* **Sua tarefa**
Por favor, reproduza sem alterações a parte do texto sobre a perda de olfato na Covid-19 que abre com as palavras "Fabrizio Romano, presidente" e fecha com "um tumor cerebral.".

* **Texto extraído**

▼

Mesmo depois de quase um ano de estudo sobre os efeitos do coronavírus no corpo, a medicina ainda não tem a resposta para como o olfato é prejudicado pela Covid-19. Cerca de dois terços dos pacientes acometidos pela doença apresentam o sintoma, de acordo com André Macedo, neurologista e pesquisador no Hospital das Clínicas e membro da ABN (Associação Brasileira de Neurologia).

“O provável é que o vírus vá no nervo e cause uma inflamação e uma lesão das células de sustentação do nervo olfatório. É pouco provável que seja uma destruição do nervo em si porque sabemos que neurônio é uma célula que não se recupera”, afirma o médico. Com isso, o nervo deixa de captar o estímulo ou o faz de forma inadequada.

Segundo Macedo, a maioria dos pacientes volta a sentir cheiros após cerca de um mês, mas há aqueles que têm o sintoma por mais tempo. Entre os pacientes que apresentam anosmia e ageusia como sintoma da Covid-19, 70% são do sexo feminino. Ainda não foi descoberto, de acordo com o neurologista, o motivo para isso.
Fabrizio Romano, presidente da Academia de Rinologia, afirma que mesmo pacientes que tiveram perda olfativa associada à Covid-19 devem investigar a fundo o sintoma. Isso porque a doença pode coincidir com outras causas até mais graves, como um tumor cerebral.

▲

* **Dados fornecidos**

▼

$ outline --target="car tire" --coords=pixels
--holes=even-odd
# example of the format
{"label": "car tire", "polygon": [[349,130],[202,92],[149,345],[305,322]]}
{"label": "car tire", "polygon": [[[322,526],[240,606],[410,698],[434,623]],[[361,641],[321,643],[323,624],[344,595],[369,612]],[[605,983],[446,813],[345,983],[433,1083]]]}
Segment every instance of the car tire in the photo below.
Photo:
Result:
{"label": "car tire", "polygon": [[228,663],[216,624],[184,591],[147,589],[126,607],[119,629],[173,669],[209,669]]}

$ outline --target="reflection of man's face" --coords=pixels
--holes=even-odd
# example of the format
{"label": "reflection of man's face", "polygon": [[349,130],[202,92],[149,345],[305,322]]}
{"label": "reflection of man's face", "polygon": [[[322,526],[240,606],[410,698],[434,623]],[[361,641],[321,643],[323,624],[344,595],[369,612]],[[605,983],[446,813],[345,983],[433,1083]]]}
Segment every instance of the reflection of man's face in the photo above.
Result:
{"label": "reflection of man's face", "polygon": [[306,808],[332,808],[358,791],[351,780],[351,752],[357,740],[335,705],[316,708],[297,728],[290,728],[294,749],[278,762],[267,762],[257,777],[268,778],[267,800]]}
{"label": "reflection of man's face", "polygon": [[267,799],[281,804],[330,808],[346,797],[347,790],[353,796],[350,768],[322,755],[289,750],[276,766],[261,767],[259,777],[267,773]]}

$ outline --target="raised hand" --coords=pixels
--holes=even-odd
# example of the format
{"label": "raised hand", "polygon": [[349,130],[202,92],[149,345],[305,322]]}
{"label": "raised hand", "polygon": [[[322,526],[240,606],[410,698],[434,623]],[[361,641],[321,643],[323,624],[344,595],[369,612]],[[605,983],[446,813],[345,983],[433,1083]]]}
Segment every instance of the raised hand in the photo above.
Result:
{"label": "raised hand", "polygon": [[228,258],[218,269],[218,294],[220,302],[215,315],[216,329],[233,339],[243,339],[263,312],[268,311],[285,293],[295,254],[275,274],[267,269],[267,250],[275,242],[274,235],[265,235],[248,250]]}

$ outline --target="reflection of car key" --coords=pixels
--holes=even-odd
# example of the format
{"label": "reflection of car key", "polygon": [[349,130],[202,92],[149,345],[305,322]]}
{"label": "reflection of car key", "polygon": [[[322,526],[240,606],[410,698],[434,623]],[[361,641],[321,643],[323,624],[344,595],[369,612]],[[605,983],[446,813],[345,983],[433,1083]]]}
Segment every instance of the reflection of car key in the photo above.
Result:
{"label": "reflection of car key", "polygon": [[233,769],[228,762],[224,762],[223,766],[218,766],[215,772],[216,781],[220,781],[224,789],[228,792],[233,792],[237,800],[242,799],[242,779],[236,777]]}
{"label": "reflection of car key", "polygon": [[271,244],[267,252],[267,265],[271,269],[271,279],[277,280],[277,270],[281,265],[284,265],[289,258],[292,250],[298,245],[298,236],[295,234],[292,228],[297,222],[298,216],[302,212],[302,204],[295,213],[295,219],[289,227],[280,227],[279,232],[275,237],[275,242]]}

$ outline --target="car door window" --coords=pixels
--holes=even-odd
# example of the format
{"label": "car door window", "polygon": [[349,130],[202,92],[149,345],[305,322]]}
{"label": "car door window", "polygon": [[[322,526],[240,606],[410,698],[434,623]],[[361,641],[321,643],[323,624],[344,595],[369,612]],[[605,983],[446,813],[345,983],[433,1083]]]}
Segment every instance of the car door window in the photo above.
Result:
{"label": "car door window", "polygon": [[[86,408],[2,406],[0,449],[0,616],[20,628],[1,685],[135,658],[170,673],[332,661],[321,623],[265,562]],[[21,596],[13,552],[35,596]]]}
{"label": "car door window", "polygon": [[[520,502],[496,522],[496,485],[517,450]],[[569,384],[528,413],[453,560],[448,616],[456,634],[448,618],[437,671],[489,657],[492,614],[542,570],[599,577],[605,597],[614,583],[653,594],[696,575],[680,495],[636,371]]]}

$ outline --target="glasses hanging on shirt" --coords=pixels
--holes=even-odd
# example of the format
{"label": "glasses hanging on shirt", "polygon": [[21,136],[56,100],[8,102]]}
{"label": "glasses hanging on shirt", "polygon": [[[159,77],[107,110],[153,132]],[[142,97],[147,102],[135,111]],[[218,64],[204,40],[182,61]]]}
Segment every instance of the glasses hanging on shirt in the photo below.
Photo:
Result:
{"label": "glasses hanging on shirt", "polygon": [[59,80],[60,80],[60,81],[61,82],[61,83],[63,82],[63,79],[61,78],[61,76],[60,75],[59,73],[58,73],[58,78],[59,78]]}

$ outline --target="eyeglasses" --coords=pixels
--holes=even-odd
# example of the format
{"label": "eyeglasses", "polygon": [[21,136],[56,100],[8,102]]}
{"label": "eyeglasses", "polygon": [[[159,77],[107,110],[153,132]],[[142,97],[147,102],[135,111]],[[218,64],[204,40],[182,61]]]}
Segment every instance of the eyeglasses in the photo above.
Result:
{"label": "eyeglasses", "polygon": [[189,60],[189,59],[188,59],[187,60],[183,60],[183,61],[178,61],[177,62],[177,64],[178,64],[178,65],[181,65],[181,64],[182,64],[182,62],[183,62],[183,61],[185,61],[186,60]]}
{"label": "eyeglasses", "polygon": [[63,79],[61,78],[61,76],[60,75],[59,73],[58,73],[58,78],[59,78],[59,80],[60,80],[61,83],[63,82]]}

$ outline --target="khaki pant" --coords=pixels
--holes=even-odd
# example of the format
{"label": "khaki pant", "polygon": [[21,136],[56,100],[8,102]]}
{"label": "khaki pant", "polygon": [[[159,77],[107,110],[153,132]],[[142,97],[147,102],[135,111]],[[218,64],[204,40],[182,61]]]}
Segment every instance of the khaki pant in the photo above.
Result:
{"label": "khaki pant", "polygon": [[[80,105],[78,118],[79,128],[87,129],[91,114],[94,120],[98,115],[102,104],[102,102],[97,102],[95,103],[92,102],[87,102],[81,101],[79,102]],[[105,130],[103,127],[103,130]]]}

▲
▼

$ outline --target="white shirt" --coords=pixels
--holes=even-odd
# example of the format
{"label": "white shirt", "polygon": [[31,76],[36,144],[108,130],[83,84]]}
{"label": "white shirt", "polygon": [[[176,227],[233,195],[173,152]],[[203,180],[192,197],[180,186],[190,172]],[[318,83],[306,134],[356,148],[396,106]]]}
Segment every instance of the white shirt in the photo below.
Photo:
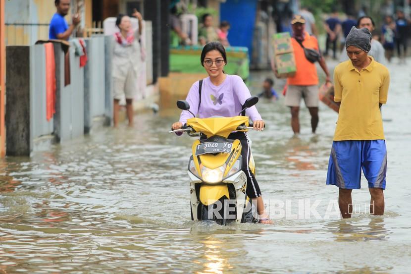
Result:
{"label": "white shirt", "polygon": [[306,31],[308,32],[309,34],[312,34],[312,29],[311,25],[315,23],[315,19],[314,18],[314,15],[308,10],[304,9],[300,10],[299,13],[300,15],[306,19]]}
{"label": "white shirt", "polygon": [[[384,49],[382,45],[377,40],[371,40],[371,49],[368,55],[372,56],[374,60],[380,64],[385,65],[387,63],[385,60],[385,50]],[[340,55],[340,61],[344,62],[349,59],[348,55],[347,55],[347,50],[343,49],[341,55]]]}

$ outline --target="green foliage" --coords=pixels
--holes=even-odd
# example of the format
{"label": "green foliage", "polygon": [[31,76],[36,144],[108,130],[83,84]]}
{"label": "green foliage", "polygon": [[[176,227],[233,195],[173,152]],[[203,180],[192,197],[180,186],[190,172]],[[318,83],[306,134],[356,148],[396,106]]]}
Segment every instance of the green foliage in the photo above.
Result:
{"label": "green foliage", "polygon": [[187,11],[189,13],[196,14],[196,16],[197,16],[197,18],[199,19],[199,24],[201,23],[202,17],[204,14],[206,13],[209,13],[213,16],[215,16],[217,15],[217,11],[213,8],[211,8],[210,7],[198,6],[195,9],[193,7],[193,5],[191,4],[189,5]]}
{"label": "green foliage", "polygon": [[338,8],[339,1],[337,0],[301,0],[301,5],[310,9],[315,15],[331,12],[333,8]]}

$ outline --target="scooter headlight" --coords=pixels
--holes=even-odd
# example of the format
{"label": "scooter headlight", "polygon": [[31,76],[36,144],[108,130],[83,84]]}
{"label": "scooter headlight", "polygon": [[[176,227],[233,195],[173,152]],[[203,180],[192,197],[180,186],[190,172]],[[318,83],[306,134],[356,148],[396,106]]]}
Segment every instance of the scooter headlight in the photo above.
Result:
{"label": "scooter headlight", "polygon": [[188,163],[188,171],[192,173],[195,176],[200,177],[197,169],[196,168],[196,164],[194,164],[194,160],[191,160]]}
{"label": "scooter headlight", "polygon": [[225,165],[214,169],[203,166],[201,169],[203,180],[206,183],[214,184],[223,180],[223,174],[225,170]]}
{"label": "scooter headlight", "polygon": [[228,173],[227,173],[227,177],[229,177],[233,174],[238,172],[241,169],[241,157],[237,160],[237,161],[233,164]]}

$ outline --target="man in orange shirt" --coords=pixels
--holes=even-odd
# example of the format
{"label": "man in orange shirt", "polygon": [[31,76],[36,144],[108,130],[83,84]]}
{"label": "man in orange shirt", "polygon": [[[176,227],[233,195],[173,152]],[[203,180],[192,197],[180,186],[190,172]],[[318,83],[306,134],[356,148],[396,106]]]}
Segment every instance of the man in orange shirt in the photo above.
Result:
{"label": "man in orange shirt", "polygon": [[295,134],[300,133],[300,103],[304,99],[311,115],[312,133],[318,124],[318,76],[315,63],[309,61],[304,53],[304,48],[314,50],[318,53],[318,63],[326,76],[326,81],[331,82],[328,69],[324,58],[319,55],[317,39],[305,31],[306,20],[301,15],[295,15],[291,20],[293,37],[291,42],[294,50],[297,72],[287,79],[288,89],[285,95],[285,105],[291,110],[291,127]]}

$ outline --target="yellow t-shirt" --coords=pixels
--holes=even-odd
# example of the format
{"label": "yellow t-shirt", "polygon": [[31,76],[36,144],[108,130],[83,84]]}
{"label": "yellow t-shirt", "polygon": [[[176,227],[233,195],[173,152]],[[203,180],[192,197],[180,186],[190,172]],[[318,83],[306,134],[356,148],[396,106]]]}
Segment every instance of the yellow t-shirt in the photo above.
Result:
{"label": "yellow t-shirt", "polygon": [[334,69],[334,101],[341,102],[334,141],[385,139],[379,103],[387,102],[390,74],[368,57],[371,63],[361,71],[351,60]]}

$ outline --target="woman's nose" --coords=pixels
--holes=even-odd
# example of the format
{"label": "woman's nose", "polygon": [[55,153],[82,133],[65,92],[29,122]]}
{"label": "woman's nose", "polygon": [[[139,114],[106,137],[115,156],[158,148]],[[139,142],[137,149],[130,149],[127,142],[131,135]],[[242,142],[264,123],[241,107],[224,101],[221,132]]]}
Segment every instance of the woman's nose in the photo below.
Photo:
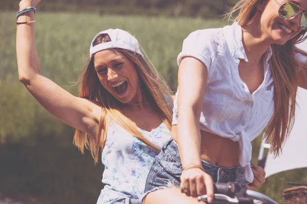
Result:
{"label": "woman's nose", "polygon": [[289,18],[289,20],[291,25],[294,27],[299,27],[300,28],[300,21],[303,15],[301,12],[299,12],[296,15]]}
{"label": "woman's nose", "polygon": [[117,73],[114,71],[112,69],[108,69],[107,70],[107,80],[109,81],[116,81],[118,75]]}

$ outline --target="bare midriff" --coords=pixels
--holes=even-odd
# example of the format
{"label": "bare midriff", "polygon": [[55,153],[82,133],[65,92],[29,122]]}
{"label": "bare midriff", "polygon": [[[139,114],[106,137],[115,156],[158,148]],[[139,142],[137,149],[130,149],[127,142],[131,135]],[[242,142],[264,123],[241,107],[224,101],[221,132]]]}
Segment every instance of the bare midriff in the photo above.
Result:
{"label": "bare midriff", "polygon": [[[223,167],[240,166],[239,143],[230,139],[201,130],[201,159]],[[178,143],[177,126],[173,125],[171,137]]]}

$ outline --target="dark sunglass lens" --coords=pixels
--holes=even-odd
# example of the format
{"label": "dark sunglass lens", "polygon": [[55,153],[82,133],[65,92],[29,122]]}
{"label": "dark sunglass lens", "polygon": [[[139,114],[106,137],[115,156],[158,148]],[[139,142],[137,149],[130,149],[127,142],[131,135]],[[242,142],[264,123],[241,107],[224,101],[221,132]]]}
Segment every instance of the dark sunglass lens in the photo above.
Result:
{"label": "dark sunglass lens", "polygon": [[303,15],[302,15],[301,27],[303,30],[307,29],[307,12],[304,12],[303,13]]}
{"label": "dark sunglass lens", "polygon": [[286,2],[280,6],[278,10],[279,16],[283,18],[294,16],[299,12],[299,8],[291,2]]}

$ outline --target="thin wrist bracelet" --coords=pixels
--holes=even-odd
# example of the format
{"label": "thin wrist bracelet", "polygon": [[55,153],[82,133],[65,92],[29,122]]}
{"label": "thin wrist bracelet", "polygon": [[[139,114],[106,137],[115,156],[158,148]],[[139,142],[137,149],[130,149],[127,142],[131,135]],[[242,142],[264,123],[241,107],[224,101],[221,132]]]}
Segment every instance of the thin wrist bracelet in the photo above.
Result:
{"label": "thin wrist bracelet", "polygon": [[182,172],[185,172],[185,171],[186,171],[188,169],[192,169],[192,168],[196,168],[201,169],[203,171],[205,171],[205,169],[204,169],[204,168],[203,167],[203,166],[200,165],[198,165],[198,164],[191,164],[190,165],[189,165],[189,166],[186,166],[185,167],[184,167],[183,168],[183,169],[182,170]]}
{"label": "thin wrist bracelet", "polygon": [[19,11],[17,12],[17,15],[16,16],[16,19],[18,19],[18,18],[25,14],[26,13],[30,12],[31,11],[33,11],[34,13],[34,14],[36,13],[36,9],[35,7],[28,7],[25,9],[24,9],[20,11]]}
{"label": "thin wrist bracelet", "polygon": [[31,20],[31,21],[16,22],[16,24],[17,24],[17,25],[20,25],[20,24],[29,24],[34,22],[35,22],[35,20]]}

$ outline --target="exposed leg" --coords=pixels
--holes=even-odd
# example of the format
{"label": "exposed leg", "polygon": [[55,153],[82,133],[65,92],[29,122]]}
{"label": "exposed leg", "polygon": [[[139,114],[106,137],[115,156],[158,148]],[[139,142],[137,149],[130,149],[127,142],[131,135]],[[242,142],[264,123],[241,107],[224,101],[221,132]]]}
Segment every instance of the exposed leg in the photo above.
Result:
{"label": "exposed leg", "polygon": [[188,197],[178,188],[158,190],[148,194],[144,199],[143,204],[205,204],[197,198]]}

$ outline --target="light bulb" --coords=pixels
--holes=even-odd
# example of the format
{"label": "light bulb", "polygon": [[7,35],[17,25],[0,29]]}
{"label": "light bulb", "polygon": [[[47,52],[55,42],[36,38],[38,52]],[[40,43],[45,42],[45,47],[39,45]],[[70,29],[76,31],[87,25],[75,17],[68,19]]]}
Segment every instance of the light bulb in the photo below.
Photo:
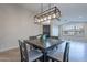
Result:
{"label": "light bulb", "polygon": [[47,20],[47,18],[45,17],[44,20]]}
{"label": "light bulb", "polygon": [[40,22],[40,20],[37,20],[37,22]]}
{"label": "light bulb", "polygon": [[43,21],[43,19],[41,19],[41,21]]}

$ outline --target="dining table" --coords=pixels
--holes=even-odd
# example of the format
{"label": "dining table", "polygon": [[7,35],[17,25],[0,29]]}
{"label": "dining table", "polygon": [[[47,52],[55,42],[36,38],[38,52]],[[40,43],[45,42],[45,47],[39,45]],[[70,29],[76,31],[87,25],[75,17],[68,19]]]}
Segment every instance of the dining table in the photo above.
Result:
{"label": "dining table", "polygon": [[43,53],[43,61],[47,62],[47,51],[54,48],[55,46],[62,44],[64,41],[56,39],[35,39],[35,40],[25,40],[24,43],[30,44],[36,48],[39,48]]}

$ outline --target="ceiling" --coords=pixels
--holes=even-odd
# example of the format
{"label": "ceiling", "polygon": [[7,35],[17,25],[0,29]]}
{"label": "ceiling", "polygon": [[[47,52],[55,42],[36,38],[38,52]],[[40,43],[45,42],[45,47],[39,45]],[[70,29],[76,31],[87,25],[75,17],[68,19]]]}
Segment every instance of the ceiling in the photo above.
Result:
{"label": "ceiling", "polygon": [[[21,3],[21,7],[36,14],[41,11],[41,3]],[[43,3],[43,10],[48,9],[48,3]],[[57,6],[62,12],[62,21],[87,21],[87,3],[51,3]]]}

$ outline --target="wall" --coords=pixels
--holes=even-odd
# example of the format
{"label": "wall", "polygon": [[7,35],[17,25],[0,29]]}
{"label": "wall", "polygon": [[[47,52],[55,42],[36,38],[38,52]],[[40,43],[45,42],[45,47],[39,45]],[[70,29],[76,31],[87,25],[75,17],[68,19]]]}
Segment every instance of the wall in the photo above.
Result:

▲
▼

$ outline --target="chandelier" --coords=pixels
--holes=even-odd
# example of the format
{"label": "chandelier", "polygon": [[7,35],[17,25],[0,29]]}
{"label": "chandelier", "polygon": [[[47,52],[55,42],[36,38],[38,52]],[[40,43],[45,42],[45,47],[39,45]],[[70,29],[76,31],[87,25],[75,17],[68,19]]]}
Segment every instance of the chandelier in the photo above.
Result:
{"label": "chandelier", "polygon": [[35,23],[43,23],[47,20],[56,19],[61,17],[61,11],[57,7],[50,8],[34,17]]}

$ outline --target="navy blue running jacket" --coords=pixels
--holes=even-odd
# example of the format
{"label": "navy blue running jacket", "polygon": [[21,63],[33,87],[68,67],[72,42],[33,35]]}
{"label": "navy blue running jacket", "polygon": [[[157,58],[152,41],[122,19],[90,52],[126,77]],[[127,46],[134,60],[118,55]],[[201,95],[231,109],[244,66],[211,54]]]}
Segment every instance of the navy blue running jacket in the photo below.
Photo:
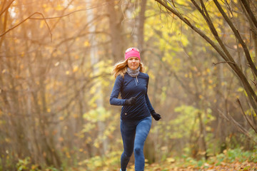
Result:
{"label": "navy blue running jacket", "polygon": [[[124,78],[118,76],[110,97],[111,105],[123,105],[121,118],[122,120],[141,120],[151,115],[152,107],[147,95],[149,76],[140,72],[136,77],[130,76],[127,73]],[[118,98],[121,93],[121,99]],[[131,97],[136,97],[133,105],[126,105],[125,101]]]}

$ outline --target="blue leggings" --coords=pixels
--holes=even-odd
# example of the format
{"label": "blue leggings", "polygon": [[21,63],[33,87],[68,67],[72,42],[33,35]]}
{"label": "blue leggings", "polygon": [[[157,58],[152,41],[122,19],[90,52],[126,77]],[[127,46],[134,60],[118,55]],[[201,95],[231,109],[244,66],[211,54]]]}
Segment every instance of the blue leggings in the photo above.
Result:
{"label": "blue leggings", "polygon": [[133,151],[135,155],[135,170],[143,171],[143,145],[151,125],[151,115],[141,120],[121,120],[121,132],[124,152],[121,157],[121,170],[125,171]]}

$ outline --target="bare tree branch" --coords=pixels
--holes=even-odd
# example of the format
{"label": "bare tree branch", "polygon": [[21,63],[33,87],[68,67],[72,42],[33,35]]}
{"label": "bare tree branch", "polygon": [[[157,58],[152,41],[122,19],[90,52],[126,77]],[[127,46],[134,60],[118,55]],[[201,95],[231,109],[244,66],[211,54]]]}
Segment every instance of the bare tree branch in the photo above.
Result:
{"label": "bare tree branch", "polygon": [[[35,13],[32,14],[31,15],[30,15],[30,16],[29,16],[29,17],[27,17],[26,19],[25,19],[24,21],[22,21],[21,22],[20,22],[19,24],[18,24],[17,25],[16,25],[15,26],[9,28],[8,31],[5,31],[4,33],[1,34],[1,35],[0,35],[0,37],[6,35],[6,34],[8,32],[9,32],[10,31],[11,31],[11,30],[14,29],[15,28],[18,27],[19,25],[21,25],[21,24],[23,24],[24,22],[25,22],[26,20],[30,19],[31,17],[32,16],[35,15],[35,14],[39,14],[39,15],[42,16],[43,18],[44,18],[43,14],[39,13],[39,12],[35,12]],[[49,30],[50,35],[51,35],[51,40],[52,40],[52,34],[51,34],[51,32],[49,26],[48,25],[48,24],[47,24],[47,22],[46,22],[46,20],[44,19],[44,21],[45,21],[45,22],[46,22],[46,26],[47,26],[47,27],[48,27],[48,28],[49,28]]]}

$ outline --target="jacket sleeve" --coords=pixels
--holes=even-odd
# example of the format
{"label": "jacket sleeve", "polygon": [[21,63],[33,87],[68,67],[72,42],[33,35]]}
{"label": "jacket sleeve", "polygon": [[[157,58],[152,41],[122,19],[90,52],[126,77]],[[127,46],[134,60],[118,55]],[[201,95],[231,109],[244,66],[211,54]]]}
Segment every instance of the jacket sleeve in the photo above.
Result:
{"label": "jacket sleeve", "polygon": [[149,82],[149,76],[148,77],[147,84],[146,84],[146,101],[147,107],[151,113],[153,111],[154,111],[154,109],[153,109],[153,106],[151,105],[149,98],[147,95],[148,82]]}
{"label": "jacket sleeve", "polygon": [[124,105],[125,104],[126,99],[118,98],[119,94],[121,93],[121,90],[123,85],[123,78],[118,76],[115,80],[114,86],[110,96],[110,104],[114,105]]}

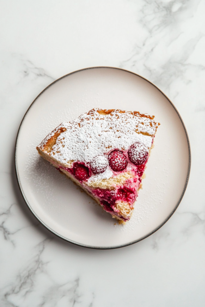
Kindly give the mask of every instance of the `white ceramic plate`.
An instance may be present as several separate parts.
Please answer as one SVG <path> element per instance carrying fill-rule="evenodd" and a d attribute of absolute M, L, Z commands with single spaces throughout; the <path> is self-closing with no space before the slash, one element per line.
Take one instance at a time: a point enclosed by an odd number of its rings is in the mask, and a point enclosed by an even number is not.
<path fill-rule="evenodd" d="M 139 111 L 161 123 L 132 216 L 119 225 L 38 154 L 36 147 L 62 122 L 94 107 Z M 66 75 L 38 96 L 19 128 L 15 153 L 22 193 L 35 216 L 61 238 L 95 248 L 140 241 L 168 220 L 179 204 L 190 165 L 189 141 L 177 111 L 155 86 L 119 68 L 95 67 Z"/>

▲

* **Resposta do exercício**
Fabrizio Romano, presidente da Academia de Rinologia, afirma que mesmo pacientes que tiveram perda olfativa associada à Covid-19 devem investigar a fundo o sintoma. Isso porque a doença pode coincidir com outras causas até mais graves, como um tumor cerebral.